TEXT BLOCK:

Shanghai residents forced from homes clash with police over Covid policy

Video footage shared on social media have shown residents of Shanghai scuffling with hazmat-suited police who were forcing them to surrender their homes for coronavirus quarantine facilities, in a sign of rising discontent in the city.

Shanghai, a megacity with a population of 25 million and China’s key financial hub, has been experiencing the country’s biggest outbreak since Covid-19 was first reported in Wuhan over two years ago. The outbreak has prompted criticism of local authorities, and is proving a major test of Beijing’s commitment to its stringent zero-Covid policy.

Residents who have been locked down since late March have complained about food shortages and over-zealous officials forcing them into central quarantine facilities, as authorities rush to construct tens of thousands of beds to house patients with Covid. Daily infections are topping 20,000.

Late on Thursday, multiple videos circulated on social media showing residents outside a compound shouting at ranks of officials holding police shields as the officers tried to break through their line.

In one clip, police appear to make several arrests as the residents accuse them of hitting people. Screaming and crying could also be heard in the background. Bystanders took out their phones to film the scene.

The incident was triggered when authorities ordered 39 households to move from the compound so that patients with Covid could be housed there “in order to meet the needs of epidemic prevention and control”, according to Zhangjiang Group, the developer of the housing complex.

“It’s madness,” one resident in the area told the Guardian. “We’ve never thought this could have happened in Shanghai. Are we no longer China’s window to the world? Aren’t bureaucrats in Shanghai ashamed of what’s been happening in our city in recent weeks?”

Thursday’s incident has provided a rare insight into public anger in China, a country where the authorities brook little dissent and censors routinely wipe information relating to protests from the internet as fast as it is uploaded.

In one live-streamed video, a woman can be heard weeping and asking “why are they taking an old person away?” as officials appeared to put someone into a car. In a separate video, some residents were seen kneeling on the ground begging the police to stop.

TASK PROMPT: Write out the whole Shanghai article above word for word, headline included.

INFORMATION GIVEN:
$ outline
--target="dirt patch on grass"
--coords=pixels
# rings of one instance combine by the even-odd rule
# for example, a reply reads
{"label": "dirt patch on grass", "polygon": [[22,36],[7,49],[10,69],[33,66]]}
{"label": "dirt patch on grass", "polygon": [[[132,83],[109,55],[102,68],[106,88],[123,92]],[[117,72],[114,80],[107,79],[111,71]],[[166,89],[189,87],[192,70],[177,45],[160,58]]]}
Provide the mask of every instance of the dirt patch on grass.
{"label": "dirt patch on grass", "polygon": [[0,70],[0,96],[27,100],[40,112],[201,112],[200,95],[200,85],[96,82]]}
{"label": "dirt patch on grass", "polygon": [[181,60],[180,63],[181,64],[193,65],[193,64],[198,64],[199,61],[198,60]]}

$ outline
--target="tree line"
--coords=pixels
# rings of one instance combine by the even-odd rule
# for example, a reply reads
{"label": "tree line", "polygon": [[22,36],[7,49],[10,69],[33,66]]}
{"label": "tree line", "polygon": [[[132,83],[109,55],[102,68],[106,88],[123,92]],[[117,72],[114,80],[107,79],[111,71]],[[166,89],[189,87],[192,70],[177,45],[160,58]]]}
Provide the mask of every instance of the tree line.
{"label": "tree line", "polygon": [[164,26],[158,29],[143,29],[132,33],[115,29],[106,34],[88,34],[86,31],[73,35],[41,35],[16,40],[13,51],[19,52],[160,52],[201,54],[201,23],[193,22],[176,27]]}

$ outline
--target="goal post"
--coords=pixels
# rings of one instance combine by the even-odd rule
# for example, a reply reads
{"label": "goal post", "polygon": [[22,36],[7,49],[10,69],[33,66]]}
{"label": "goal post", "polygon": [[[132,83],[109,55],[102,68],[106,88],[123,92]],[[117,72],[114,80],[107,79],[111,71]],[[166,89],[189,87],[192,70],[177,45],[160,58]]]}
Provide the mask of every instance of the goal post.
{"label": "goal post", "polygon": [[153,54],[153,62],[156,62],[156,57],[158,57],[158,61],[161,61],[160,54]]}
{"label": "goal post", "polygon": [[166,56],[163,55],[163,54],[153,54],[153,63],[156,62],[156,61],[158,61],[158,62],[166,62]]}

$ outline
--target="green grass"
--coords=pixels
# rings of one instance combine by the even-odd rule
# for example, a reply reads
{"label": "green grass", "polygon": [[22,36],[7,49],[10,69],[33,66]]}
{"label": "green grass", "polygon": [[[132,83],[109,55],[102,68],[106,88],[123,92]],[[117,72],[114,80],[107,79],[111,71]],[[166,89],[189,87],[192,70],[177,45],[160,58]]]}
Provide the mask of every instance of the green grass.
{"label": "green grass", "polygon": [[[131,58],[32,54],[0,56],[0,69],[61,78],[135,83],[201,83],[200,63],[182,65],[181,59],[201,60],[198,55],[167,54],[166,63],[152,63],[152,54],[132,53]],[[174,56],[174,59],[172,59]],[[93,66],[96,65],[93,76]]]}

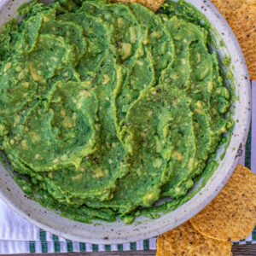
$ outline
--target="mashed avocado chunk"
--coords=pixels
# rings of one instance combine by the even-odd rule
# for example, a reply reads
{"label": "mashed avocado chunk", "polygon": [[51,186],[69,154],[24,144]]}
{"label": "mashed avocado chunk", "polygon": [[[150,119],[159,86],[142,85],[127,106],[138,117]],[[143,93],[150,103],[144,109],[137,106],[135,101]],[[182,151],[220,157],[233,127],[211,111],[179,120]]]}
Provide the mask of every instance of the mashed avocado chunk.
{"label": "mashed avocado chunk", "polygon": [[184,201],[230,126],[231,103],[208,29],[184,8],[198,12],[170,0],[158,14],[32,2],[5,25],[0,149],[32,199],[79,221],[126,223]]}

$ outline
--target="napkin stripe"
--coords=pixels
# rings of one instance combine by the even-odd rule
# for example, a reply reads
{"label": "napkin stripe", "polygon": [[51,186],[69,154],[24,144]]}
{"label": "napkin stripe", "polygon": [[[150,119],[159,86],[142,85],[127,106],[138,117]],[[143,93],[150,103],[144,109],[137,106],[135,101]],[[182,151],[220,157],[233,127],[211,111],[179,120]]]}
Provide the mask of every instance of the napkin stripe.
{"label": "napkin stripe", "polygon": [[92,245],[92,251],[93,252],[98,252],[99,251],[99,246],[97,244]]}
{"label": "napkin stripe", "polygon": [[80,252],[86,252],[86,246],[84,242],[79,242]]}
{"label": "napkin stripe", "polygon": [[144,250],[149,249],[149,240],[148,239],[143,241],[143,249]]}
{"label": "napkin stripe", "polygon": [[59,237],[55,235],[52,235],[52,240],[54,241],[55,253],[61,253],[61,244]]}
{"label": "napkin stripe", "polygon": [[250,125],[250,131],[248,138],[246,143],[245,152],[245,166],[251,170],[251,152],[252,152],[252,124]]}
{"label": "napkin stripe", "polygon": [[[253,90],[252,81],[251,81],[251,90]],[[252,156],[252,122],[250,124],[250,130],[249,130],[248,137],[246,143],[246,150],[245,150],[245,166],[249,168],[250,170],[251,170],[251,156]]]}
{"label": "napkin stripe", "polygon": [[36,253],[36,246],[34,241],[29,241],[29,253]]}

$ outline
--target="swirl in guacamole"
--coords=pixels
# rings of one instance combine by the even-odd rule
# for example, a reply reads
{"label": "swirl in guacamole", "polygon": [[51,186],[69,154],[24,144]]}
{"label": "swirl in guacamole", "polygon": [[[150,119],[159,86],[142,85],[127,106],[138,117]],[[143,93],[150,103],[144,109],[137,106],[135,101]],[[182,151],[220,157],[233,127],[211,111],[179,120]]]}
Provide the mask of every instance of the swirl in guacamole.
{"label": "swirl in guacamole", "polygon": [[157,14],[107,0],[20,12],[0,33],[0,149],[24,192],[82,222],[188,200],[231,126],[202,15],[170,0]]}

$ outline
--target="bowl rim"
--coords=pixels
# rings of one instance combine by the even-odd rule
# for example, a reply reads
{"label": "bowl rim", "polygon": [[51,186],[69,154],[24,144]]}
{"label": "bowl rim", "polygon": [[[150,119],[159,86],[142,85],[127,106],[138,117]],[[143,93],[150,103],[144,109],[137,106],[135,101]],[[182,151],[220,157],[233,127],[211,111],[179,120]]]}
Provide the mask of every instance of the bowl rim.
{"label": "bowl rim", "polygon": [[[11,2],[11,0],[3,0],[0,3],[0,15],[1,11],[7,9]],[[28,1],[18,0],[17,2],[21,3]],[[243,104],[242,106],[244,107],[243,110],[245,111],[245,115],[243,119],[242,125],[244,126],[242,126],[242,131],[239,130],[239,132],[236,135],[236,143],[238,143],[235,147],[235,153],[232,154],[232,152],[230,150],[230,155],[232,155],[230,157],[232,159],[232,164],[229,164],[228,166],[226,164],[227,169],[224,169],[224,164],[221,166],[221,168],[224,169],[223,172],[218,172],[218,176],[217,176],[217,174],[214,176],[214,172],[207,184],[189,201],[179,207],[177,209],[161,216],[160,218],[149,220],[148,221],[148,224],[134,223],[133,224],[129,225],[132,228],[131,232],[126,228],[127,225],[125,226],[120,222],[115,222],[115,225],[118,224],[116,229],[119,229],[119,233],[118,233],[115,230],[114,232],[110,232],[109,227],[113,226],[111,224],[104,223],[101,228],[98,228],[99,226],[96,225],[96,224],[87,224],[60,217],[53,212],[42,207],[37,202],[24,197],[24,194],[21,192],[20,188],[13,187],[15,192],[17,192],[20,195],[19,199],[20,199],[20,202],[19,202],[18,200],[15,199],[15,196],[17,196],[16,194],[15,195],[14,193],[9,193],[9,189],[7,189],[8,185],[12,184],[11,181],[9,180],[11,177],[7,173],[2,173],[3,172],[3,168],[1,167],[0,165],[0,197],[14,211],[40,229],[72,241],[96,244],[117,244],[148,239],[170,230],[199,212],[218,194],[232,174],[238,162],[239,154],[241,153],[241,150],[243,150],[246,144],[251,120],[250,80],[248,79],[249,76],[246,61],[238,41],[227,21],[220,15],[218,10],[209,0],[187,0],[187,2],[192,3],[201,13],[203,13],[203,15],[205,15],[205,16],[212,24],[216,24],[216,26],[218,26],[217,30],[218,31],[219,34],[222,32],[222,38],[224,39],[225,45],[229,47],[229,49],[230,49],[232,50],[232,58],[233,55],[234,59],[237,58],[236,61],[232,60],[232,64],[235,67],[234,77],[237,79],[237,83],[236,83],[236,87],[241,86],[240,88],[241,88],[243,86],[243,90],[245,91],[245,98],[243,98],[244,102],[240,103]],[[20,5],[19,3],[15,3],[16,2],[14,2],[14,4],[10,7],[10,11],[12,12],[14,12],[14,10],[15,10]],[[216,23],[212,23],[213,20]],[[216,27],[216,26],[214,26]],[[232,137],[232,138],[233,137]],[[228,149],[230,148],[230,144],[229,145]],[[224,160],[227,158],[227,154],[229,151],[228,149]],[[221,164],[219,166],[221,166]],[[218,166],[218,168],[220,168],[220,166]],[[7,172],[5,171],[5,172]],[[7,183],[4,183],[4,177],[5,179],[8,180]],[[219,181],[216,183],[218,177]],[[20,192],[18,191],[19,189],[20,190]],[[29,211],[26,208],[24,204],[29,206]],[[34,211],[32,210],[32,208],[34,208]],[[183,212],[183,214],[178,215],[179,212],[177,211]],[[172,212],[176,213],[173,215]],[[173,216],[176,217],[172,218],[171,217]],[[65,223],[64,224],[63,221]],[[67,225],[67,224],[68,224],[68,225]],[[90,230],[90,226],[88,225],[93,225],[93,230]],[[150,225],[153,226],[153,228],[150,227]]]}

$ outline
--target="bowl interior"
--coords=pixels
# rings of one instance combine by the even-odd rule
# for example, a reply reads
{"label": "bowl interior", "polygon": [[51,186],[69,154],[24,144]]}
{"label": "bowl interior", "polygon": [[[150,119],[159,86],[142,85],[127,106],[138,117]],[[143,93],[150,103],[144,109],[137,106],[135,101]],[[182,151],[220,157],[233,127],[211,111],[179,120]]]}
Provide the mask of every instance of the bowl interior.
{"label": "bowl interior", "polygon": [[[17,8],[26,2],[28,1],[2,1],[0,26],[9,20]],[[225,46],[219,47],[218,51],[221,58],[231,56],[230,67],[235,78],[236,95],[239,96],[232,107],[236,124],[226,154],[220,160],[219,156],[224,152],[224,146],[218,148],[217,159],[219,165],[207,184],[189,201],[158,219],[139,217],[131,225],[125,225],[122,221],[111,224],[94,221],[87,224],[60,217],[26,197],[11,175],[0,164],[0,196],[23,218],[43,230],[73,241],[102,244],[130,242],[153,237],[177,226],[196,214],[218,195],[236,167],[246,143],[251,108],[249,77],[238,42],[215,7],[205,0],[187,2],[201,10],[218,32],[217,34],[212,31],[217,43],[219,44],[220,40],[223,40]]]}

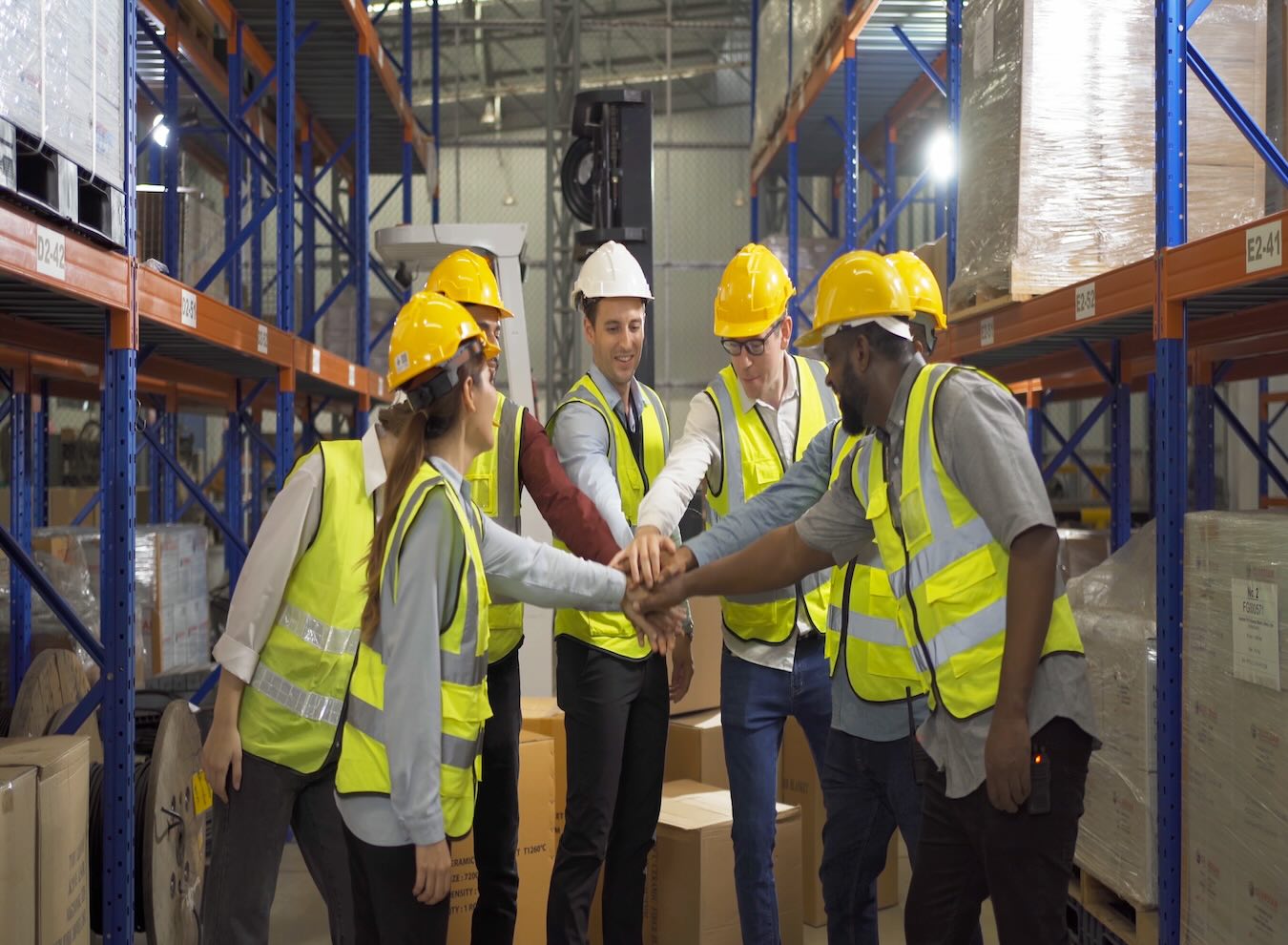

THE COMPLETED TASK:
Shanghai residents forced from homes clash with police over Covid policy

Video footage shared on social media have shown residents of Shanghai scuffling with hazmat-suited police who were forcing them to surrender their homes for coronavirus quarantine facilities, in a sign of rising discontent in the city.

Shanghai, a megacity with a population of 25 million and China’s key financial hub, has been experiencing the country’s biggest outbreak since Covid-19 was first reported in Wuhan over two years ago. The outbreak has prompted criticism of local authorities, and is proving a major test of Beijing’s commitment to its stringent zero-Covid policy.

Residents who have been locked down since late March have complained about food shortages and over-zealous officials forcing them into central quarantine facilities, as authorities rush to construct tens of thousands of beds to house patients with Covid. Daily infections are topping 20,000.

Late on Thursday, multiple videos circulated on social media showing residents outside a compound shouting at ranks of officials holding police shields as the officers tried to break through their line.

In one clip, police appear to make several arrests as the residents accuse them of hitting people. Screaming and crying could also be heard in the background. Bystanders took out their phones to film the scene.

The incident was triggered when authorities ordered 39 households to move from the compound so that patients with Covid could be housed there “in order to meet the needs of epidemic prevention and control”, according to Zhangjiang Group, the developer of the housing complex.

“It’s madness,” one resident in the area told the Guardian. “We’ve never thought this could have happened in Shanghai. Are we no longer China’s window to the world? Aren’t bureaucrats in Shanghai ashamed of what’s been happening in our city in recent weeks?”

Thursday’s incident has provided a rare insight into public anger in China, a country where the authorities brook little dissent and censors routinely wipe information relating to protests from the internet as fast as it is uploaded.

In one live-streamed video, a woman can be heard weeping and asking “why are they taking an old person away?” as officials appeared to put someone into a car. In a separate video, some residents were seen kneeling on the ground begging the police to stop.